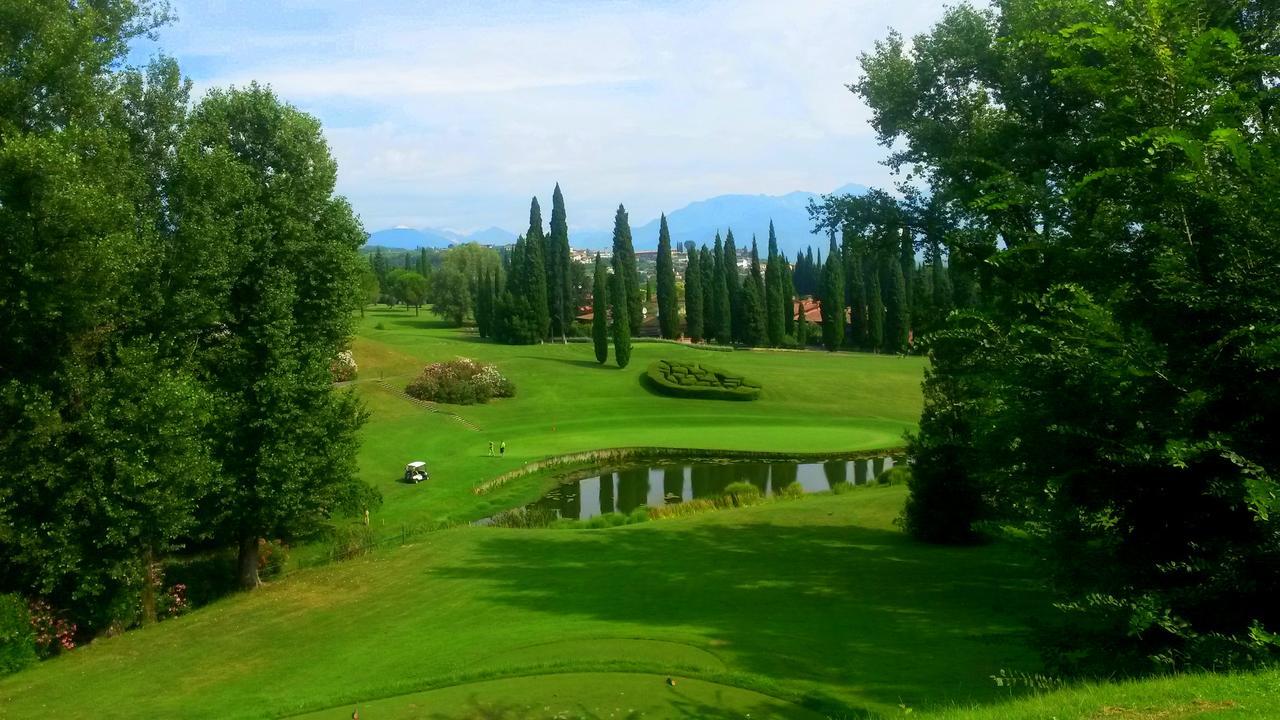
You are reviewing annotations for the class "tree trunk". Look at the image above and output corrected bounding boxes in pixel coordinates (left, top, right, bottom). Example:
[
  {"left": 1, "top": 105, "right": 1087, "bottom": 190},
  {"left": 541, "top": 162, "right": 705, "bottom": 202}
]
[
  {"left": 142, "top": 547, "right": 157, "bottom": 625},
  {"left": 239, "top": 536, "right": 262, "bottom": 591}
]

-------

INSTRUÇÕES E REQUISITOS: Reescreva todos os registros acima renomeando "tree trunk" para "tree stump" e mantendo todo o resto inalterado. Deixe as imagens de fora da resposta.

RESPOSTA:
You are reviewing annotations for the class "tree stump". Look at the image above and output corrected bounding boxes in pixel coordinates (left, top, right, bottom). Example:
[
  {"left": 1, "top": 105, "right": 1087, "bottom": 190},
  {"left": 541, "top": 162, "right": 705, "bottom": 202}
]
[
  {"left": 142, "top": 547, "right": 157, "bottom": 625},
  {"left": 239, "top": 536, "right": 262, "bottom": 591}
]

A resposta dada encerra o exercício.